Natural-language object grounding data
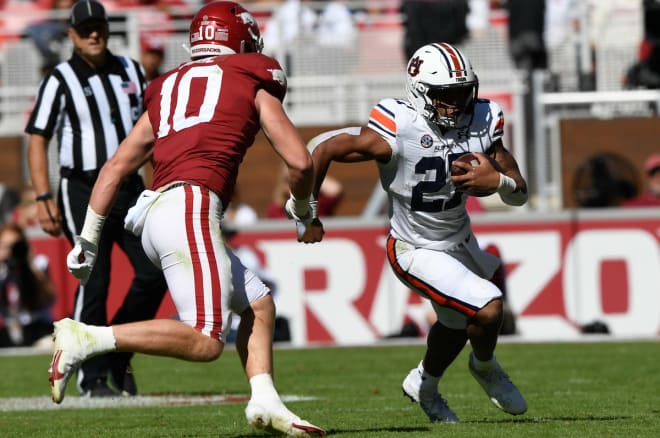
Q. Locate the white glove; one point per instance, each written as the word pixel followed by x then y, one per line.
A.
pixel 312 213
pixel 81 258
pixel 297 209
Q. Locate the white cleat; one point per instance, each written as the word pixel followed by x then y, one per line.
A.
pixel 501 391
pixel 433 405
pixel 280 421
pixel 67 357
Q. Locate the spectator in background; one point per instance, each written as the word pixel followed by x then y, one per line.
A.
pixel 429 21
pixel 152 55
pixel 651 197
pixel 336 27
pixel 646 72
pixel 604 180
pixel 526 30
pixel 292 19
pixel 49 35
pixel 26 292
pixel 331 194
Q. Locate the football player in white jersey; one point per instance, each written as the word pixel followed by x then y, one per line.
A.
pixel 431 247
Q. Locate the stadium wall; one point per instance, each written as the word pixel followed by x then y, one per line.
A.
pixel 565 270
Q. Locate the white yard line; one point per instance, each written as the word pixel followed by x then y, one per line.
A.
pixel 45 403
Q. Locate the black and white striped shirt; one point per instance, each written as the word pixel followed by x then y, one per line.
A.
pixel 90 110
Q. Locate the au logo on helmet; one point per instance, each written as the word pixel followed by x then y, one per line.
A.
pixel 414 65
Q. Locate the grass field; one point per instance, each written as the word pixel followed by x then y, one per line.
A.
pixel 603 389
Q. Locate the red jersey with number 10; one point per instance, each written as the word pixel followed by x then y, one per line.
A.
pixel 204 118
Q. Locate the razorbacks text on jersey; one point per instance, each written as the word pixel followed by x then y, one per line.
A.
pixel 209 103
pixel 425 209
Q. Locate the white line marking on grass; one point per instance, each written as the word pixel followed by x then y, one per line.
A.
pixel 140 401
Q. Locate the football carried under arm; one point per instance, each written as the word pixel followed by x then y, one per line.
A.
pixel 130 156
pixel 481 175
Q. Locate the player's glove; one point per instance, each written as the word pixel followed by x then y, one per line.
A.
pixel 303 212
pixel 81 258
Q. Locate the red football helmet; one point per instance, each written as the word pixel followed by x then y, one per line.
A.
pixel 221 28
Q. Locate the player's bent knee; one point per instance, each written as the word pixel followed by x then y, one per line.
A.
pixel 207 349
pixel 490 315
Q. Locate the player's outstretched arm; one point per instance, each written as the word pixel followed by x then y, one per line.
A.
pixel 132 153
pixel 512 187
pixel 288 144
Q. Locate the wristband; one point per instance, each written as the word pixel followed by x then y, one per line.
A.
pixel 91 231
pixel 507 185
pixel 45 196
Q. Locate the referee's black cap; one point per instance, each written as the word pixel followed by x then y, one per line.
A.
pixel 85 10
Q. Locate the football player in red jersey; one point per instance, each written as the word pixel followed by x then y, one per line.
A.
pixel 201 118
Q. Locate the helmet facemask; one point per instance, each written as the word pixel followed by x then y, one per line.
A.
pixel 446 104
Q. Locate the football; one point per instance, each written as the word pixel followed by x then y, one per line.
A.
pixel 469 158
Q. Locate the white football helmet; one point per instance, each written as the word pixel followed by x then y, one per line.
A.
pixel 222 28
pixel 441 84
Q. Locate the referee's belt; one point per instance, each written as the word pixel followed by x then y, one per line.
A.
pixel 87 175
pixel 90 176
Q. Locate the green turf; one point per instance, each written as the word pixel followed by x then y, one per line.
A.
pixel 573 390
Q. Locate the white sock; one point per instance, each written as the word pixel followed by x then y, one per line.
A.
pixel 483 365
pixel 102 339
pixel 429 382
pixel 263 388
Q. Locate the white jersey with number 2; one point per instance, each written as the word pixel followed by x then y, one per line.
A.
pixel 424 207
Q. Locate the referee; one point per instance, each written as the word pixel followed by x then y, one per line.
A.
pixel 91 102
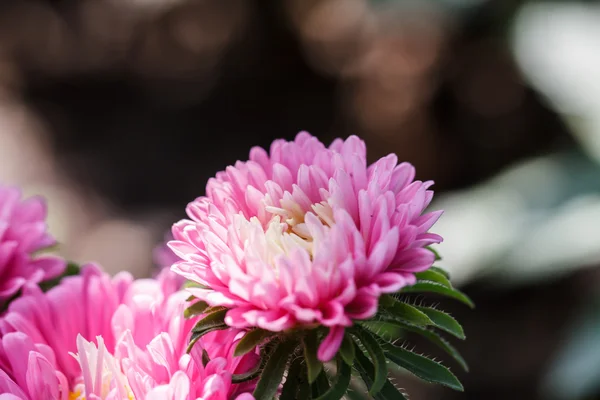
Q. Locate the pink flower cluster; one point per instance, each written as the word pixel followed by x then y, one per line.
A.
pixel 23 232
pixel 93 337
pixel 306 234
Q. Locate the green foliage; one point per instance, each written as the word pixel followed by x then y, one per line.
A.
pixel 439 341
pixel 367 372
pixel 195 309
pixel 367 339
pixel 272 373
pixel 422 367
pixel 293 354
pixel 251 340
pixel 342 382
pixel 347 350
pixel 213 321
pixel 438 288
pixel 444 322
pixel 313 364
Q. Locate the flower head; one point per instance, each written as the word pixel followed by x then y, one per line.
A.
pixel 23 231
pixel 93 337
pixel 306 234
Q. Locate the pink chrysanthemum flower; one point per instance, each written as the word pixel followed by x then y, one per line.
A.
pixel 93 337
pixel 23 231
pixel 306 235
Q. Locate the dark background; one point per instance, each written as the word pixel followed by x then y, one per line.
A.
pixel 137 103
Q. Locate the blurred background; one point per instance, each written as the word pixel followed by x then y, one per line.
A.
pixel 120 110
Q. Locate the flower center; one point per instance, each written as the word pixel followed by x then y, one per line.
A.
pixel 287 230
pixel 101 373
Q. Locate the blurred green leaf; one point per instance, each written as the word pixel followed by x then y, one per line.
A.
pixel 422 367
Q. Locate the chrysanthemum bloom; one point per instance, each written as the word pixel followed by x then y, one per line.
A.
pixel 93 337
pixel 306 235
pixel 23 231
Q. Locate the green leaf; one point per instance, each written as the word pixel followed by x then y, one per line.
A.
pixel 321 385
pixel 367 373
pixel 205 357
pixel 195 309
pixel 422 367
pixel 434 287
pixel 210 320
pixel 310 355
pixel 441 271
pixel 192 284
pixel 250 340
pixel 439 341
pixel 444 321
pixel 196 336
pixel 342 382
pixel 292 381
pixel 272 374
pixel 408 313
pixel 304 388
pixel 433 276
pixel 247 376
pixel 435 253
pixel 214 309
pixel 376 353
pixel 347 349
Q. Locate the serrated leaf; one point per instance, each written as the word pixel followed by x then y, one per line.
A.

Task description:
All of the entries above should be retyped exactly, with the pictures left out.

Output for this task:
Q. Locate the white glove; one point per instance, each written as the word pixel followed by x then y, one per line.
A.
pixel 312 213
pixel 81 258
pixel 297 209
Q. Locate the white cleat; one point per instance, each written as the word pixel followed by x then y, one per line.
A.
pixel 501 391
pixel 433 405
pixel 280 421
pixel 67 357
Q. Locate the spectator in background; one point per instance, each written as the word pixel followed by x then y, one per line.
A.
pixel 429 21
pixel 152 55
pixel 651 197
pixel 336 27
pixel 646 72
pixel 604 180
pixel 526 30
pixel 292 19
pixel 49 35
pixel 26 292
pixel 331 194
Q. Locate the football player in white jersey; one point per instance, each written as the word pixel followed by x then y, one per line.
A.
pixel 431 247
Q. Locate the stadium wall; one point per instance, each written as the word pixel followed by x then y, one per line.
A.
pixel 565 270
Q. Locate the white yard line; one point per instance, each written as the word pixel followed by x then y, one per line.
A.
pixel 45 403
Q. Locate the black and white striped shirt; one point per instance, each written as the word pixel followed by x then y, one per line.
A.
pixel 90 110
Q. Locate the au logo on helmet; one point per instance, each written as the word pixel followed by x then y, one per line.
A.
pixel 414 65
Q. Locate the grass field; one point per instance, each written as the word pixel followed by x then y, one per line.
A.
pixel 603 389
Q. Locate the red jersey with number 10; one point per instance, each written as the word pixel followed by x then y, one per line.
A.
pixel 204 118
Q. Locate the razorbacks text on jersey; one point per instance, each written as the word pixel followed by x then y, one per line.
A.
pixel 209 103
pixel 425 209
Q. Locate the white line marking on grass; one point per instance, each written as the word pixel followed by x then y, one per line.
A.
pixel 140 401
Q. Locate the football carried under arm; one point per instance, each written as the word pixel followed by x then y, one per line.
A.
pixel 130 156
pixel 481 175
Q. Locate the player's glove; one point per instance, each written as the word pixel followed by x then y, one per line.
A.
pixel 303 212
pixel 81 258
Q. Locate the red football helmet; one point per instance, each written as the word pixel followed by x then y, one per line.
A.
pixel 221 28
Q. Locate the player's bent knee; one point per instance, each written as the word pixel followed by x then y, one per line.
A.
pixel 207 349
pixel 490 315
Q. Locate the player's outstretched arm; one point per instance, each written as the word pixel followed by x then y, one per line.
A.
pixel 132 153
pixel 512 187
pixel 288 144
Q. Locate the wristband; one point per instance, each written as the word pixel followed by x then y, one per line.
A.
pixel 91 231
pixel 507 185
pixel 45 196
Q. Locate the referee's black cap; one point per instance, each written as the word pixel followed by x then y, one per line.
A.
pixel 85 10
Q. Locate the football player in red jersey; one point per instance, each written as the word pixel followed by x then y, one per line.
A.
pixel 201 118
Q. Locate the helmet facemask; one point per instance, each written as the word pixel followed by x then y, one per line.
A.
pixel 446 104
Q. Locate the football; one point per instance, each written as the word pixel followed by x then y, one per line.
A.
pixel 469 158
Q. Locate the white football helmet; one point per instance, each written as the word pixel followed by x then y, one per line.
A.
pixel 222 28
pixel 441 84
Q. Locate the referee's belt; one point per instance, each written as the word pixel followed by x then y, one per line.
A.
pixel 87 175
pixel 90 176
Q. Locate the green turf; one point per instance, each written as the word pixel followed by x then y, one per line.
A.
pixel 573 390
Q. Locate the white sock; one point per instance, each written as the word pixel followed by x then y, one per line.
A.
pixel 483 365
pixel 102 339
pixel 429 382
pixel 263 388
Q. Locate the white jersey with number 2; one point per instance, each written as the word pixel followed by x then y, one per line.
A.
pixel 424 207
Q. Locate the referee; one point per instance, each written as the word pixel followed by x then y, one per line.
A.
pixel 91 102
Q. Locate the pink flower cluster; one point per instance, each written as the word pixel followed by x then y, one per line.
A.
pixel 23 232
pixel 93 337
pixel 306 234
Q. Locate the green foliage; one point per instance, each written as the word pixel followed by x then y, one per line.
A.
pixel 439 341
pixel 367 372
pixel 195 309
pixel 367 339
pixel 272 373
pixel 422 367
pixel 293 354
pixel 251 340
pixel 342 382
pixel 347 350
pixel 213 321
pixel 438 288
pixel 444 322
pixel 313 364
Q. Locate the flower head; one point per instance, each written as the word pixel followed by x then y, one per line.
A.
pixel 23 231
pixel 93 337
pixel 306 234
Q. Locate the pink chrysanthemum flower; one point per instance, each written as the word pixel followed by x then y, one per line.
A.
pixel 93 337
pixel 23 231
pixel 306 235
Q. Locate the dark background; one point per instance, each written as the word pixel followed by x then y, one per line.
A.
pixel 137 103
Q. Locate the blurred background; one point per instance, each written as the word pixel followed by x then y, one per line.
A.
pixel 120 110
Q. Locate the flower center; one point per instance, each written as the word pixel followed by x then y, one per line.
A.
pixel 287 230
pixel 101 373
Q. Locate the blurred green leaf; one point per instance, each written as the word pixel followed by x then y, one per line.
A.
pixel 422 367
Q. Locate the chrysanthemum bloom; one point per instance, each written as the word pixel followed by x then y, one per line.
A.
pixel 93 337
pixel 306 235
pixel 23 231
Q. Locate the green leaf; one point per instance, each written as the word pixel followed by x then y, one per line.
A.
pixel 321 385
pixel 367 373
pixel 205 357
pixel 195 309
pixel 422 367
pixel 434 287
pixel 210 320
pixel 310 355
pixel 441 271
pixel 192 284
pixel 250 340
pixel 439 341
pixel 444 321
pixel 196 336
pixel 342 382
pixel 292 381
pixel 272 374
pixel 408 313
pixel 304 388
pixel 433 276
pixel 247 376
pixel 435 253
pixel 214 309
pixel 376 353
pixel 347 349
Q. Locate the serrated leaf; one point per instance, each written as the word pixel followed by x then y, one per line.
A.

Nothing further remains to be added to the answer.